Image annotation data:
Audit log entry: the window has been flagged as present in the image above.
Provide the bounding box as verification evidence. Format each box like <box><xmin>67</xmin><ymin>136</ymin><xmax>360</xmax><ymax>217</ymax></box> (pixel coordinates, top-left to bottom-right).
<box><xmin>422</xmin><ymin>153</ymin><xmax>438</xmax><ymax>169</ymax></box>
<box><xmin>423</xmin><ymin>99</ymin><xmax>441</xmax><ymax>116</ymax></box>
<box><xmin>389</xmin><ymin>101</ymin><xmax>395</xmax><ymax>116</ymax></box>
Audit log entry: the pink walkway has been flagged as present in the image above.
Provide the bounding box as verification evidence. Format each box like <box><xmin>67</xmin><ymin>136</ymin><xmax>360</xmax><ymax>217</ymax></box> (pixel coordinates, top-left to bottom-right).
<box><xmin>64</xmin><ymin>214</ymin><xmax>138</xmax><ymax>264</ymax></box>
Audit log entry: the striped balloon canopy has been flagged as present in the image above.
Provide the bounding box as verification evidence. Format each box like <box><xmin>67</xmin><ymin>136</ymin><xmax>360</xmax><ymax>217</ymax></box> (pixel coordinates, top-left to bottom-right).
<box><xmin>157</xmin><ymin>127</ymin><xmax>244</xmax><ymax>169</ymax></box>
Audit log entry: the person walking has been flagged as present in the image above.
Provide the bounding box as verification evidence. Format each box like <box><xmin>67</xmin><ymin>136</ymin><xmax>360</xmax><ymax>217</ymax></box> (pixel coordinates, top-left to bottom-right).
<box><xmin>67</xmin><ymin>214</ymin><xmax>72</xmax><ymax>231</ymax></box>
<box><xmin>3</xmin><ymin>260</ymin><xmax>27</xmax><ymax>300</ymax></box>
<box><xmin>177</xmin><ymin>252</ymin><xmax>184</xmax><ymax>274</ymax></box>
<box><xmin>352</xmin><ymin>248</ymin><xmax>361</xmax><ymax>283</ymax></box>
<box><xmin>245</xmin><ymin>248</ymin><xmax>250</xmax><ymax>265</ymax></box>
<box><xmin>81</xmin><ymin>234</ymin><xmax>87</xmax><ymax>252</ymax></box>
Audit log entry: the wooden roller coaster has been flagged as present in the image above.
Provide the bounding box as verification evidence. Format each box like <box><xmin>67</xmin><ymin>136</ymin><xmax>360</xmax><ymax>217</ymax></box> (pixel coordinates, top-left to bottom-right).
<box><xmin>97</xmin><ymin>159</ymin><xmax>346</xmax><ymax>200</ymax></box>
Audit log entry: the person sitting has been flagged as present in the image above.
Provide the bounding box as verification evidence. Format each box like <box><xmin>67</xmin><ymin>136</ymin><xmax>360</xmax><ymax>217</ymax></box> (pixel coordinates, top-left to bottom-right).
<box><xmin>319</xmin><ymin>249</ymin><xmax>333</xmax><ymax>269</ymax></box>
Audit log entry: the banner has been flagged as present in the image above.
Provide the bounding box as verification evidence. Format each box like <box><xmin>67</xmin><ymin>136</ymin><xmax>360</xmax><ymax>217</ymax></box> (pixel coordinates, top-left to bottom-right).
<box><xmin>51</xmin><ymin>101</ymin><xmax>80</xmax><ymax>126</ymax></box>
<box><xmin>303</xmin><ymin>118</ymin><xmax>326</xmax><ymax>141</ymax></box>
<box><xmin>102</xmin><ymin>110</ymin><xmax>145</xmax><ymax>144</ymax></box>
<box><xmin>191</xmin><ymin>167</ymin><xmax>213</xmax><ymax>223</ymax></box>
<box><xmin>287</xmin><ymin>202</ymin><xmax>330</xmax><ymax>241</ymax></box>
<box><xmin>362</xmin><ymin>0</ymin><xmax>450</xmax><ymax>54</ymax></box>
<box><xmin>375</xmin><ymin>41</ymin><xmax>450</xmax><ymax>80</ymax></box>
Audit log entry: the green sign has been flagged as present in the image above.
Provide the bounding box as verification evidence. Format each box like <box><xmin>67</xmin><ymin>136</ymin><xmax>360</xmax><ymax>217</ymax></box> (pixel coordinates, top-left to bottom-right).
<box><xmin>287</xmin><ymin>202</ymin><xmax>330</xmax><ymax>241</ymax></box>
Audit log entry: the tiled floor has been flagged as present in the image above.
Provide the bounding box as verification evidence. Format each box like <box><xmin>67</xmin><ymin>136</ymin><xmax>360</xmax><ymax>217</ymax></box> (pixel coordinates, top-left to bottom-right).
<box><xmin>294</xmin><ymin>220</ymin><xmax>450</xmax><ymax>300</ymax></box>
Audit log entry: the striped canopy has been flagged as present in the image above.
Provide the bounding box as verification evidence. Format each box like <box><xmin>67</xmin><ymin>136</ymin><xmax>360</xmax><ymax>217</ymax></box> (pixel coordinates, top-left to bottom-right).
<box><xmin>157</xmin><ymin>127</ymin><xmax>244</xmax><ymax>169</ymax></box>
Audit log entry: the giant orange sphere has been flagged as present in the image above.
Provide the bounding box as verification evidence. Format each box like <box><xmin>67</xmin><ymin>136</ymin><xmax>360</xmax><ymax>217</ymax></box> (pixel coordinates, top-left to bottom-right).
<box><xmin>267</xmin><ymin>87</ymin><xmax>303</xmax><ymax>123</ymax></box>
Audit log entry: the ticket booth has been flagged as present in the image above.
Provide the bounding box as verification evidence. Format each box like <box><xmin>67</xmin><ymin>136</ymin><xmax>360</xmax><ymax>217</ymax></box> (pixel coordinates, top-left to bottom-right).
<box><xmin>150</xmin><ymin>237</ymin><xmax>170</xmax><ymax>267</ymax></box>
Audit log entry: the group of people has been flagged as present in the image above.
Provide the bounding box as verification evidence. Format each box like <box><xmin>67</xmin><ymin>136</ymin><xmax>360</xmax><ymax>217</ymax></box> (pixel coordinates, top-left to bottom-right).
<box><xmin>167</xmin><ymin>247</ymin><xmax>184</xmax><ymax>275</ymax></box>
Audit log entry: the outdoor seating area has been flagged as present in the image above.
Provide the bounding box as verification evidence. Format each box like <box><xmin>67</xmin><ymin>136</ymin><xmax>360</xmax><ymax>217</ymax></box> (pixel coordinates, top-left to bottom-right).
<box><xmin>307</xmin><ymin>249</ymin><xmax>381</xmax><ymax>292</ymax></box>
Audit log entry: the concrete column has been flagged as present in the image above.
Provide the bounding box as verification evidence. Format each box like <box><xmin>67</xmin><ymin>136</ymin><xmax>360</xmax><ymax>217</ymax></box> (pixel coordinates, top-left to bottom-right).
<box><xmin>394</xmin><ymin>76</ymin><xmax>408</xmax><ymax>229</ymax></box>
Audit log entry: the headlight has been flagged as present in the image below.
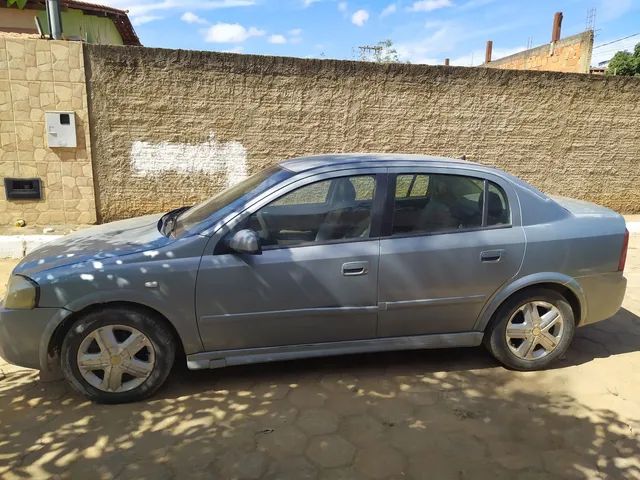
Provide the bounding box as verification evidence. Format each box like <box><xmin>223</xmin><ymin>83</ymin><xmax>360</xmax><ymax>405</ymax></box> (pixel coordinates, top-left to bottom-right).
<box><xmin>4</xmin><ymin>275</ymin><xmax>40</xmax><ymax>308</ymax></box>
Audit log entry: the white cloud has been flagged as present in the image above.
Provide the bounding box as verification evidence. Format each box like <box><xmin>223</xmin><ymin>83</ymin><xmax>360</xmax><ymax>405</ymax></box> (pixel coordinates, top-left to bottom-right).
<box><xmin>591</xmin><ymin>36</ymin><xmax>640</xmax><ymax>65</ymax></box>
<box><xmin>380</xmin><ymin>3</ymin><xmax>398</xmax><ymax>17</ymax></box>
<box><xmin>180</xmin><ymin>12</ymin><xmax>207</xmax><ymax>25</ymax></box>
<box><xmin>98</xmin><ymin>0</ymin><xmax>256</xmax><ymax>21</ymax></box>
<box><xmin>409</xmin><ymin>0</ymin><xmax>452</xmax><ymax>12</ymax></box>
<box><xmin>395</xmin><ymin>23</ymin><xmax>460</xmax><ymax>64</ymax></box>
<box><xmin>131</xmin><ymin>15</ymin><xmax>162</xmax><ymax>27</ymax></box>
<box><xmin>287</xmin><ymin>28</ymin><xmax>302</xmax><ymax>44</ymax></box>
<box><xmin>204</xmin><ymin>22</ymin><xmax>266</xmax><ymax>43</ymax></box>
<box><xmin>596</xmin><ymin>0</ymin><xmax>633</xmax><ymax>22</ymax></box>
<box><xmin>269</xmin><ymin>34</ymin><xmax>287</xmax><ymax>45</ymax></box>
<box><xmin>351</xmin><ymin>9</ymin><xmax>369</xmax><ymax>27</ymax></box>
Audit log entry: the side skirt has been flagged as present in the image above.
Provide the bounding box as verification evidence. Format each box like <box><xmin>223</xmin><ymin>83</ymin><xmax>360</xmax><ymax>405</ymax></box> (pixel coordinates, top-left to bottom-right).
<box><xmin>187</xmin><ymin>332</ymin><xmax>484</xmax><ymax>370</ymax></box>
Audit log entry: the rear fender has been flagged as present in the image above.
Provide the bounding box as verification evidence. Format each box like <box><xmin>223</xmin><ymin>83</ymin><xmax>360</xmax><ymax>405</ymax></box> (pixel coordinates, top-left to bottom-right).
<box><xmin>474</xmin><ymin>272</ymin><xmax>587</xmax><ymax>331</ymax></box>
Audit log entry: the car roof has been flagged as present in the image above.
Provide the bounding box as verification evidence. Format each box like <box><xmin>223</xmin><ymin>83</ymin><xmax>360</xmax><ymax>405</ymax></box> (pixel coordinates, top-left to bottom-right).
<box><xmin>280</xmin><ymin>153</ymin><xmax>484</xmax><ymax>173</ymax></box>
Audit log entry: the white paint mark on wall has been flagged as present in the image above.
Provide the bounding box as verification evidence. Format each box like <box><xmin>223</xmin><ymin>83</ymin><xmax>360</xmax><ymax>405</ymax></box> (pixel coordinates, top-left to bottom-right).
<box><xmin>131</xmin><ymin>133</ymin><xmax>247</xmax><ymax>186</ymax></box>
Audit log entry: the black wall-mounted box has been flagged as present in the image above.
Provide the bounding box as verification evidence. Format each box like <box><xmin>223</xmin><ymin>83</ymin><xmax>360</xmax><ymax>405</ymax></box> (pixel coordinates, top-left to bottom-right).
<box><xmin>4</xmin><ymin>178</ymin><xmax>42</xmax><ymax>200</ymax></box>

• **WHAT IS ASKED**: Gather every line of the records that holds the word "white", and copy each of those lines in full.

• **FINISHED EXERCISE**:
Audit log entry: the white cloud has been flagged as present in the image above.
Audit log entry: the white paint mark on wall has been flagged as present in the image above.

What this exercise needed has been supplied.